# Set task
Could you write out the material again, starting at the line that contains "Spot the window pane" and ending at the end of the material, with every point coordinate multiplied by 2 and rounded to a whole number, halves up? Keep the request lines as they are, and leave the pictures out.

# Record set
※
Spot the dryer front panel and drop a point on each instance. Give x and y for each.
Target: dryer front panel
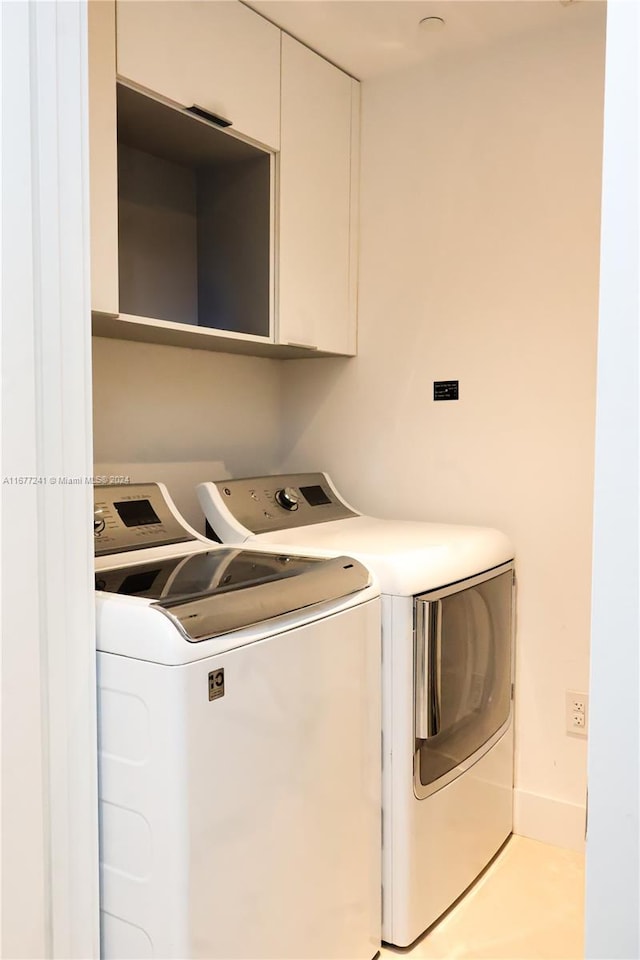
(463, 675)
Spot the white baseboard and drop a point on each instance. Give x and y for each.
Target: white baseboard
(551, 821)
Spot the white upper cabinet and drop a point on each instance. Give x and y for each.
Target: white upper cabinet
(218, 55)
(318, 202)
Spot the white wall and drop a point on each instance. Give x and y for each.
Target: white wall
(168, 405)
(613, 840)
(479, 262)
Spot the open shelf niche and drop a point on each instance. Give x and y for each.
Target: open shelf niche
(195, 213)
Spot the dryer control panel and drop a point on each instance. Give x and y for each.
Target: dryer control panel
(264, 504)
(133, 516)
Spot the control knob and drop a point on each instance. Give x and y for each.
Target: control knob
(287, 498)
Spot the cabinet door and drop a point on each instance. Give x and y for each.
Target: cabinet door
(217, 54)
(318, 177)
(103, 163)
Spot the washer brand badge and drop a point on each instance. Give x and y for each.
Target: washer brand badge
(216, 684)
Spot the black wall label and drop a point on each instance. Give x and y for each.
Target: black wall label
(445, 389)
(216, 684)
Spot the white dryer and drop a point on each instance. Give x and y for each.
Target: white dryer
(447, 628)
(239, 739)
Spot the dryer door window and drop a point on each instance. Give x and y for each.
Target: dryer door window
(463, 675)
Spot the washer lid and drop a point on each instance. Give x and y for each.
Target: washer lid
(218, 591)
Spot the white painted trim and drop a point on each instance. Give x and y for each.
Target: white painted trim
(50, 835)
(548, 820)
(613, 837)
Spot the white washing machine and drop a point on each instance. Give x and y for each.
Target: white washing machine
(447, 628)
(239, 751)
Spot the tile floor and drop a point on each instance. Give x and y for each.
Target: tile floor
(527, 904)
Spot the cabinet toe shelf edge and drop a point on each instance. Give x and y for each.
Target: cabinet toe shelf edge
(146, 330)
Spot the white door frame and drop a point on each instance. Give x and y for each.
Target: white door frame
(613, 839)
(49, 750)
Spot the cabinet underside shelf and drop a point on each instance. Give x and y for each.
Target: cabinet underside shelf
(146, 330)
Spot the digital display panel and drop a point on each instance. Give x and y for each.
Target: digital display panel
(136, 513)
(138, 582)
(315, 495)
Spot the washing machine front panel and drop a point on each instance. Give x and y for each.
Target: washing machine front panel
(224, 833)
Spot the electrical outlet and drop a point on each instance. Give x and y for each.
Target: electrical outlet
(576, 713)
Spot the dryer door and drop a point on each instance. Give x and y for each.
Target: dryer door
(463, 667)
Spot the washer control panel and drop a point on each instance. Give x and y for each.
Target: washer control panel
(264, 504)
(133, 516)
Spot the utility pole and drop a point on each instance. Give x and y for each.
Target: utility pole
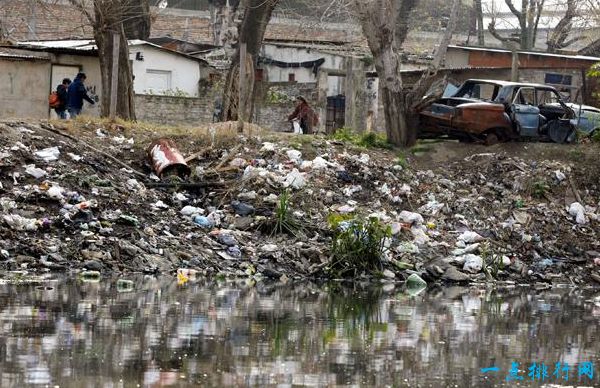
(32, 22)
(114, 80)
(242, 88)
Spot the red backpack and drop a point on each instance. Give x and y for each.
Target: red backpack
(53, 100)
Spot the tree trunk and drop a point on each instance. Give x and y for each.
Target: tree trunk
(125, 105)
(257, 14)
(382, 23)
(480, 27)
(128, 19)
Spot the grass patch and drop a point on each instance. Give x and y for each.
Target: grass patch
(223, 134)
(364, 140)
(539, 189)
(358, 245)
(401, 160)
(284, 221)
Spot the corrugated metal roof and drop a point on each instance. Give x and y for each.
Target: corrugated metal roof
(89, 45)
(11, 54)
(541, 54)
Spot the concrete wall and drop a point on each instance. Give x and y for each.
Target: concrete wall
(24, 90)
(183, 74)
(270, 112)
(303, 75)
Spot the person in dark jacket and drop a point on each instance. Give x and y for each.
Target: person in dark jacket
(62, 91)
(305, 114)
(77, 94)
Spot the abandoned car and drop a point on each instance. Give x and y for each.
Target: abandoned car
(587, 119)
(490, 110)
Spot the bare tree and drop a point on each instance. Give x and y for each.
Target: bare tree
(257, 14)
(128, 19)
(559, 37)
(385, 24)
(478, 9)
(529, 15)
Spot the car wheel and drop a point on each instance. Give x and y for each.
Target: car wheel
(491, 139)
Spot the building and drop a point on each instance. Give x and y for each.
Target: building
(31, 74)
(34, 69)
(156, 69)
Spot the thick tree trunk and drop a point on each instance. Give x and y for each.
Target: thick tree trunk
(384, 26)
(480, 27)
(125, 104)
(129, 19)
(257, 14)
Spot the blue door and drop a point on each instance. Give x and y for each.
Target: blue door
(526, 113)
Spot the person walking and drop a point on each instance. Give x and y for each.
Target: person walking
(77, 94)
(62, 91)
(305, 115)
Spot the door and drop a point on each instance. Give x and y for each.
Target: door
(336, 113)
(526, 113)
(60, 72)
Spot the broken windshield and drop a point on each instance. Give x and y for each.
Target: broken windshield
(478, 90)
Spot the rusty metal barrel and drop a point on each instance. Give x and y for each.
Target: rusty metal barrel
(166, 158)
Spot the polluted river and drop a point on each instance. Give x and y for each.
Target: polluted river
(65, 332)
(465, 265)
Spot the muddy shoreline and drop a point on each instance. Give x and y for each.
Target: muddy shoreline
(477, 215)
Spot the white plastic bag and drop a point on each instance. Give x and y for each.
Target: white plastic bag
(297, 128)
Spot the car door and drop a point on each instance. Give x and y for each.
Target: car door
(525, 112)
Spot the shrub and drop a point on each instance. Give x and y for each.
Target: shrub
(366, 140)
(358, 245)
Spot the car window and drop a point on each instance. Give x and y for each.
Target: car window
(525, 96)
(545, 97)
(481, 91)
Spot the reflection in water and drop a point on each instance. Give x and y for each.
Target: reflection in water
(74, 334)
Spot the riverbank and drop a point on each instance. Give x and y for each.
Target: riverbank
(519, 212)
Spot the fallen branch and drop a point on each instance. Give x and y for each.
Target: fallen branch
(228, 157)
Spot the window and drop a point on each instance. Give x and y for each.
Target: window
(558, 79)
(547, 97)
(481, 91)
(525, 96)
(158, 80)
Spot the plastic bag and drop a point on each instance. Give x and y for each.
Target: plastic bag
(297, 128)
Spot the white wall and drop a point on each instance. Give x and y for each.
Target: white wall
(163, 70)
(302, 75)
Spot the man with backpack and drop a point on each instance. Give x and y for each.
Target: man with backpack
(307, 117)
(77, 94)
(59, 99)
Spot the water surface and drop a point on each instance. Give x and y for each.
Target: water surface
(71, 333)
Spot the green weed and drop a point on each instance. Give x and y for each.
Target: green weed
(401, 160)
(365, 140)
(358, 245)
(284, 221)
(539, 189)
(492, 262)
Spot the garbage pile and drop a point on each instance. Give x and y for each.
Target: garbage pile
(99, 200)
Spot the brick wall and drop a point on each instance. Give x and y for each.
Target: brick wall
(169, 110)
(275, 103)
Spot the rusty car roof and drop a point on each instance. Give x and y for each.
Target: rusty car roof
(508, 83)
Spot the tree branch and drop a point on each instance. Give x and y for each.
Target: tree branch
(513, 9)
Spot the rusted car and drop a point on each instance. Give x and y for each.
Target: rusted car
(492, 111)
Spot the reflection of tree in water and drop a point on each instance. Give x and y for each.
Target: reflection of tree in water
(246, 334)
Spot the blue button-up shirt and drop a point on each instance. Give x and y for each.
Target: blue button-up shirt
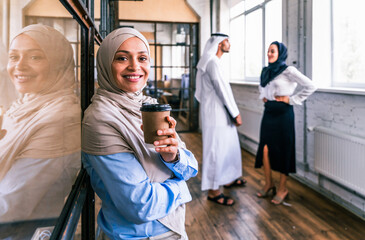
(131, 203)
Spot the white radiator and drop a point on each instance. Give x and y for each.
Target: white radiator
(340, 157)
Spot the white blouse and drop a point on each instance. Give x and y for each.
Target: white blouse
(285, 84)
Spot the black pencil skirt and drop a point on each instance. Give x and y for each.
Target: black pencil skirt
(278, 133)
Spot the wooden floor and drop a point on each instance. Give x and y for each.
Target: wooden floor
(310, 216)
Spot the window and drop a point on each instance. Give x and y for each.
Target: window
(254, 25)
(338, 48)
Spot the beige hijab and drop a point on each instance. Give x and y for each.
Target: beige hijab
(112, 122)
(45, 124)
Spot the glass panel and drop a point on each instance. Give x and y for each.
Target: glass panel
(40, 136)
(237, 59)
(253, 46)
(348, 42)
(273, 23)
(252, 3)
(321, 49)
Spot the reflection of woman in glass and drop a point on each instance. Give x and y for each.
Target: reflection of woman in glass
(40, 152)
(143, 190)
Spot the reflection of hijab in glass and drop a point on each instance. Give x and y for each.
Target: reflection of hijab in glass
(274, 69)
(7, 90)
(44, 124)
(112, 123)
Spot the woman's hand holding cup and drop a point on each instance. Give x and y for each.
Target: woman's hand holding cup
(168, 147)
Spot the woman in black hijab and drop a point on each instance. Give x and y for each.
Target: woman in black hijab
(276, 149)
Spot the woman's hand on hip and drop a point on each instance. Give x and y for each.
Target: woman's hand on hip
(168, 147)
(282, 99)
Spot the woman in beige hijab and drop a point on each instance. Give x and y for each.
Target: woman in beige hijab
(40, 149)
(143, 190)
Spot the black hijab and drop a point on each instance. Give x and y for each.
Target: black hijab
(274, 69)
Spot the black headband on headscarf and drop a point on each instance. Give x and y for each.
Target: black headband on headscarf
(274, 69)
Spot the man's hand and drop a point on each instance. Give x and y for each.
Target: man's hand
(238, 120)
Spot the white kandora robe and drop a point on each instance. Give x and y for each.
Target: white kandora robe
(221, 148)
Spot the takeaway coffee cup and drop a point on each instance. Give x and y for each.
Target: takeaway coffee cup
(153, 119)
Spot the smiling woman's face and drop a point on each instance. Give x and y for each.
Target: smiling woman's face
(131, 65)
(28, 65)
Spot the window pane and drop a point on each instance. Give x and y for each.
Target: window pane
(237, 9)
(253, 46)
(273, 23)
(321, 69)
(348, 48)
(237, 48)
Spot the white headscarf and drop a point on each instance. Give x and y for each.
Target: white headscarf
(45, 124)
(210, 51)
(112, 122)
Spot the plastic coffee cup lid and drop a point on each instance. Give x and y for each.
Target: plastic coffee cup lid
(147, 107)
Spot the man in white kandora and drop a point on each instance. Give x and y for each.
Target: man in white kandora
(219, 118)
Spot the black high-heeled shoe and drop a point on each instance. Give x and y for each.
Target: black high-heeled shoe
(264, 194)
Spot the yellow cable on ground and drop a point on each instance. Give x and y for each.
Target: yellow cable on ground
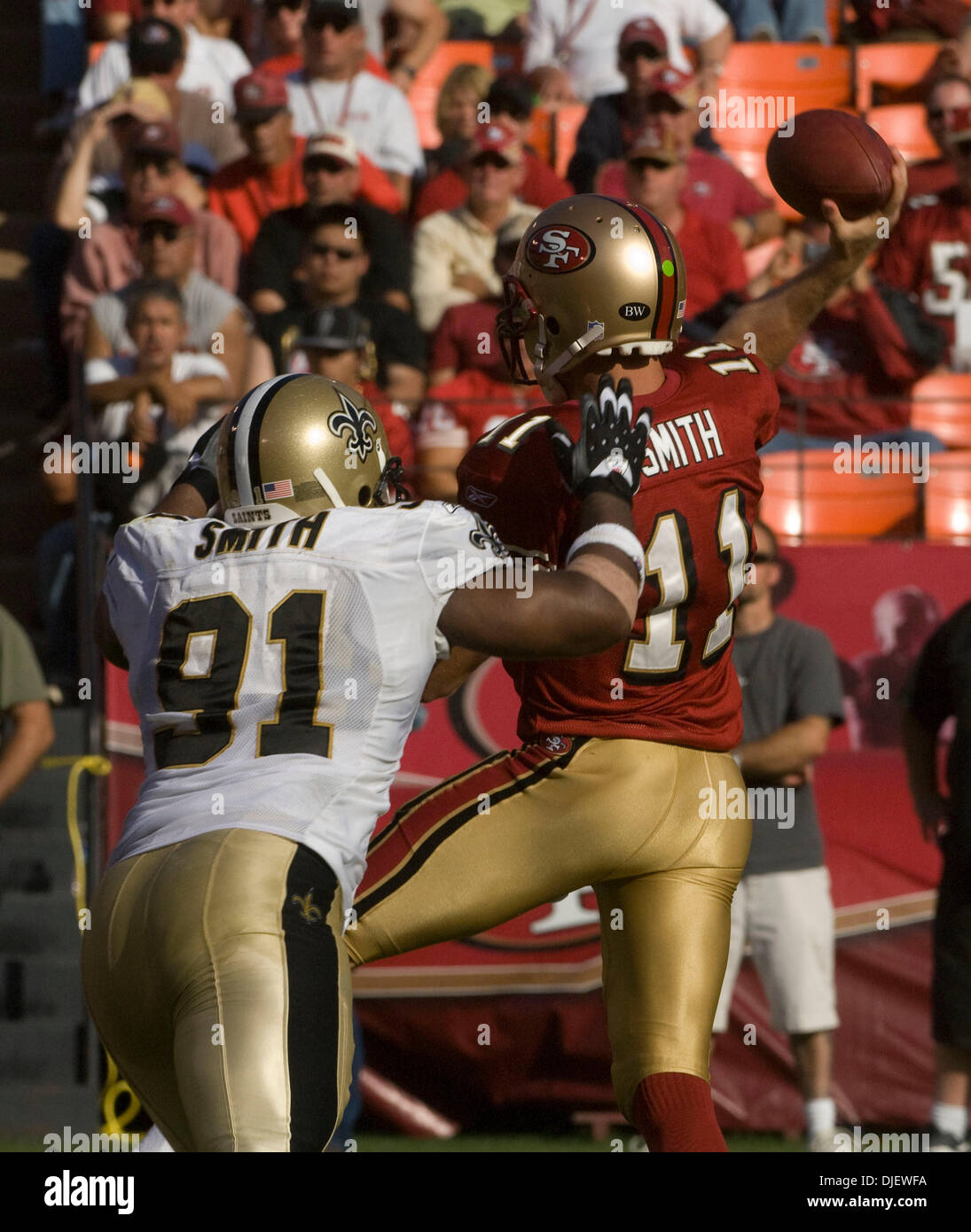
※
# Expected answer
Spot the window pane and drop a point on each instance. Give x and y for each.
Target: window pane
(474, 18)
(506, 92)
(546, 46)
(642, 138)
(696, 96)
(474, 96)
Spot the white headscarf and drop a point on each instance. Give x and y for each.
Target: white headscarf
(90, 248)
(420, 102)
(224, 244)
Spot the plastic coffee cup lid and drop a point on each instance. Give x and y for each.
Target: plastic coffee cup lid
(294, 214)
Spot the man in white kandora and drop a point on each instance. Give x and y for each.
Target: man in white kandora
(438, 236)
Spot the black high-heeled shoe and drop a point on each instance. Give x and y for each.
Target: black high-heeled shoe
(528, 388)
Spot the yellow cable on ground and drop a point on each instance. Give x and y for each.
Target: yellow cable on ground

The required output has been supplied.